Problem details -
Return all of the data below verbatim, line for line, with no changes.

Stored data -
========================================

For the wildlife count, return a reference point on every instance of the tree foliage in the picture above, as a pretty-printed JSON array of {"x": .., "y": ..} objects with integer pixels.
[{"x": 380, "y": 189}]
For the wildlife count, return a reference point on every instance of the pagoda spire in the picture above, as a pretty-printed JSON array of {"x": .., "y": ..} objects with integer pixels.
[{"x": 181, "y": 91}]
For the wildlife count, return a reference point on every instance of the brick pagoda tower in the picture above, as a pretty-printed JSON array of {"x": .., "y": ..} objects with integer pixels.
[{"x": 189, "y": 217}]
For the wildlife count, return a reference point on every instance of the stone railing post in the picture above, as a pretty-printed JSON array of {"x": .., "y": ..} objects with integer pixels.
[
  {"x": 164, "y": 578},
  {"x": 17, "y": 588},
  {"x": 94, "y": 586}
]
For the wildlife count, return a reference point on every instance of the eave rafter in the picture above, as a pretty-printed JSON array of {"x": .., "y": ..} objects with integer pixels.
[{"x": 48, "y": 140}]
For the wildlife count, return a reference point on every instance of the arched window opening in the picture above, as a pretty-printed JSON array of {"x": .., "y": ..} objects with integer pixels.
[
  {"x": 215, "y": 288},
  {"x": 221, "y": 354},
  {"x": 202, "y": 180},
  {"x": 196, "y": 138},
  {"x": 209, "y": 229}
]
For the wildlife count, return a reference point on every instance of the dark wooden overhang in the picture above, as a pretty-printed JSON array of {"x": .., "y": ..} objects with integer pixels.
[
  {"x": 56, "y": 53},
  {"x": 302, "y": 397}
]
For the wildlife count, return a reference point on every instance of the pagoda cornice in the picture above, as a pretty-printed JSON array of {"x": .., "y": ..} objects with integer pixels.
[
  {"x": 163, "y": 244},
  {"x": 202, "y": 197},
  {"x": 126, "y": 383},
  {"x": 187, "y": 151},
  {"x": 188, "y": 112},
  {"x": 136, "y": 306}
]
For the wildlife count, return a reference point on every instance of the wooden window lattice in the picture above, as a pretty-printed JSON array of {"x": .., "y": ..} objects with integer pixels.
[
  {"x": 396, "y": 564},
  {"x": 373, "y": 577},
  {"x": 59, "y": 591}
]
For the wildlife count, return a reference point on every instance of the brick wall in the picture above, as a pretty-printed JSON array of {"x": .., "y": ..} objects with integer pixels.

========================================

Worked answer -
For the wildlife count, return a reference point on every instance of the tree foliage in the picture above, as a pretty-printed JSON array of {"x": .., "y": ..} objects with integer pixels.
[{"x": 380, "y": 189}]
For the wildlife count, return a reference point on every instance of the pagoda spire in the picture above, as a pretty-printed JSON array of {"x": .., "y": ..} objects with integer pixels.
[{"x": 181, "y": 91}]
For the wildlife count, return a reference point on every instance of the brick pagoda tower in the picture above, as a pretty-printed JSON array of {"x": .., "y": ..} objects with integer pixels.
[{"x": 189, "y": 217}]
For the wildlife count, return a reference point on every instance of the stone railing post in the picture above, as a pretty-printed JSON array of {"x": .., "y": ..} objects with integer pixels.
[
  {"x": 164, "y": 578},
  {"x": 17, "y": 588},
  {"x": 94, "y": 586}
]
For the wildlife count, return a reference point on every instance of the eave rafter in the picture above, as a pretty-printed JSON array of {"x": .., "y": ..} objects with integer pixels.
[{"x": 48, "y": 140}]
For the wildlife count, return a reference point on every instance of the arched window opening in the picture above, as a pretty-printed JSON array of {"x": .., "y": ..} objects with integer pixels.
[
  {"x": 215, "y": 288},
  {"x": 221, "y": 354},
  {"x": 202, "y": 180},
  {"x": 196, "y": 138},
  {"x": 209, "y": 229}
]
For the wildlife count, return a reference point on every instance of the dark wooden overhang in the picture above, as a pretty-printed JSON array of {"x": .., "y": ..} objects with integer pixels.
[
  {"x": 56, "y": 53},
  {"x": 302, "y": 397}
]
For the wildlife count, return a reference point on every instance of the pagoda cornice in the picture above, as a pretty-printed JSON array of {"x": .., "y": ..} objects with integer pixels.
[
  {"x": 163, "y": 244},
  {"x": 202, "y": 197},
  {"x": 126, "y": 383},
  {"x": 187, "y": 151},
  {"x": 188, "y": 112},
  {"x": 136, "y": 306}
]
For the wildlife count, return a reference point on every instance of the wooden window lattice in the picture above, as a pretty-printed JSON array of {"x": .., "y": ..} objects with integer pixels.
[
  {"x": 396, "y": 564},
  {"x": 373, "y": 577},
  {"x": 59, "y": 591}
]
For the wildlife count, return a reference point on every instance of the brick wall in the picture above, as a pretty-printed JSON array of {"x": .., "y": ..} objects with integer pixels.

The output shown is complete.